Repeat the records below exactly, line for line.

- _Entries taken from a collection_:
>>>>

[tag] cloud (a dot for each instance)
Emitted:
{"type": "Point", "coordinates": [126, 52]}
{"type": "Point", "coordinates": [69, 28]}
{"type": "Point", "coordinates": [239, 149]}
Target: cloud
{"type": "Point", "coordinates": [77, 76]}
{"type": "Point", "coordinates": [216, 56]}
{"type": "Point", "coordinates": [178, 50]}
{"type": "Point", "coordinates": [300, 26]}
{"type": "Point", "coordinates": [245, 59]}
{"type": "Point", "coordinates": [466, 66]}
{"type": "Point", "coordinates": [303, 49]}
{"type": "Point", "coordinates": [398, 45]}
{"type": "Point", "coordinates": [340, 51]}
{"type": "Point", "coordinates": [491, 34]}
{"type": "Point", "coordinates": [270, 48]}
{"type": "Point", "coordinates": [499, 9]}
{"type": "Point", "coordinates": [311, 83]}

<<<<

- _Answer_:
[tag] cloud (a dot for each instance)
Emitted:
{"type": "Point", "coordinates": [126, 52]}
{"type": "Point", "coordinates": [69, 28]}
{"type": "Point", "coordinates": [239, 149]}
Target: cloud
{"type": "Point", "coordinates": [77, 76]}
{"type": "Point", "coordinates": [216, 56]}
{"type": "Point", "coordinates": [178, 50]}
{"type": "Point", "coordinates": [300, 26]}
{"type": "Point", "coordinates": [245, 59]}
{"type": "Point", "coordinates": [466, 66]}
{"type": "Point", "coordinates": [303, 49]}
{"type": "Point", "coordinates": [398, 45]}
{"type": "Point", "coordinates": [340, 51]}
{"type": "Point", "coordinates": [491, 34]}
{"type": "Point", "coordinates": [270, 48]}
{"type": "Point", "coordinates": [499, 9]}
{"type": "Point", "coordinates": [311, 83]}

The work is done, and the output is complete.